Copy all of the records below line for line with no changes, and leave the pictures out of your copy.

[Entries pointing to named objects]
++++++++

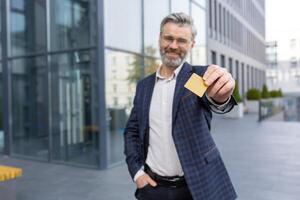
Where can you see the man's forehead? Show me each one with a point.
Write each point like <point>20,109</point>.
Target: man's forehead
<point>176,27</point>
<point>178,30</point>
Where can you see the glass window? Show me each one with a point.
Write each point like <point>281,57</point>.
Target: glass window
<point>29,110</point>
<point>122,72</point>
<point>201,2</point>
<point>70,24</point>
<point>1,112</point>
<point>74,135</point>
<point>0,31</point>
<point>152,22</point>
<point>180,6</point>
<point>28,26</point>
<point>199,56</point>
<point>123,28</point>
<point>151,65</point>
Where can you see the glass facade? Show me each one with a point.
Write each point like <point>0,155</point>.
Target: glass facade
<point>27,26</point>
<point>70,92</point>
<point>1,87</point>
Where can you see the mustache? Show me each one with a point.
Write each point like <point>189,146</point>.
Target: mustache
<point>172,51</point>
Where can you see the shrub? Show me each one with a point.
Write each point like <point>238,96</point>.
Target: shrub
<point>253,94</point>
<point>236,94</point>
<point>265,93</point>
<point>276,93</point>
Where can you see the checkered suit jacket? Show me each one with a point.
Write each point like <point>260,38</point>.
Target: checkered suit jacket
<point>203,167</point>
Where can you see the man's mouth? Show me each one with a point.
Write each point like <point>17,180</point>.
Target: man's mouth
<point>172,54</point>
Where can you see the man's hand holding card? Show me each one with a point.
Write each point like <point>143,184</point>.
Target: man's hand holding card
<point>216,82</point>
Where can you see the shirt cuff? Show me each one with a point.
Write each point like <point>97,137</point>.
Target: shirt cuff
<point>219,107</point>
<point>138,174</point>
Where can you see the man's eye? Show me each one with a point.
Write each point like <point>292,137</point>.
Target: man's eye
<point>169,38</point>
<point>182,41</point>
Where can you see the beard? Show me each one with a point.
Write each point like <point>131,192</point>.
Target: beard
<point>172,62</point>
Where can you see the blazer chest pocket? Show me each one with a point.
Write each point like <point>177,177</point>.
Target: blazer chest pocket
<point>211,155</point>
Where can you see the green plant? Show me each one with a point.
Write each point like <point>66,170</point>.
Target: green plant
<point>265,93</point>
<point>253,94</point>
<point>236,94</point>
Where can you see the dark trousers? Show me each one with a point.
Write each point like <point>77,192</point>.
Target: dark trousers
<point>163,193</point>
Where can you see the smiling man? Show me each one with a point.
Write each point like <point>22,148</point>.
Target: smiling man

++++++++

**Final result**
Where can you see the man's forehead? Show me each one with a point.
Write each point like <point>20,109</point>.
Target: man's forehead
<point>176,27</point>
<point>178,30</point>
Where can you see the glass window? Show me each one with a point.
Write each point like <point>281,57</point>.
Target: glass window
<point>29,110</point>
<point>122,72</point>
<point>201,2</point>
<point>70,24</point>
<point>1,112</point>
<point>74,135</point>
<point>0,31</point>
<point>152,22</point>
<point>180,6</point>
<point>28,26</point>
<point>199,56</point>
<point>123,28</point>
<point>151,65</point>
Where can you see the glass facade? Show me each one with a point.
Write each point like <point>0,155</point>.
Target: glass facade
<point>27,26</point>
<point>70,92</point>
<point>1,87</point>
Where can you see the mustache? Show me each one with a point.
Write each point like <point>189,146</point>.
Target: mustache
<point>172,51</point>
Where can you see the shrub? Show me each one with a point.
Write each point like <point>238,96</point>.
Target: shrub
<point>253,94</point>
<point>236,94</point>
<point>265,93</point>
<point>276,93</point>
Where can you see the checkered suit jacket? Show me each one with a point.
Write each point like <point>260,38</point>.
Target: checkered suit jacket
<point>203,167</point>
Where can you see the man's mouth? Show me each one with a point.
Write each point like <point>17,180</point>.
Target: man's mouth
<point>172,54</point>
Where can you see the man's hand holding card? Show me each one with a point.
Write each point like <point>143,184</point>.
Target: man's hand holding card
<point>216,82</point>
Where can you see the shirt cuff? Show me each one with a point.
Write each point like <point>97,137</point>.
Target: shirt cuff
<point>219,107</point>
<point>138,174</point>
Where can you see the man's eye? Show me each one with a point.
Write each point like <point>292,137</point>.
Target: man's eye
<point>169,38</point>
<point>182,41</point>
Where can you see the beard? Show me each one with a point.
Write each point like <point>131,192</point>.
Target: beard
<point>172,62</point>
Where can you see the blazer chest pocket? Show me each one with a point.
Write each point like <point>177,177</point>.
Target: blazer chest pocket
<point>211,155</point>
Where can you see the green plant? Show me each one with a point.
Write each point like <point>66,170</point>.
Target: green plant
<point>265,93</point>
<point>253,94</point>
<point>236,94</point>
Where can you see the dark trousers? Show me each one with a point.
Write each point like <point>77,192</point>.
Target: dark trousers
<point>163,193</point>
Where can you see the smiling man? Show me each one with a point.
Write each point like <point>22,148</point>.
Target: smiling man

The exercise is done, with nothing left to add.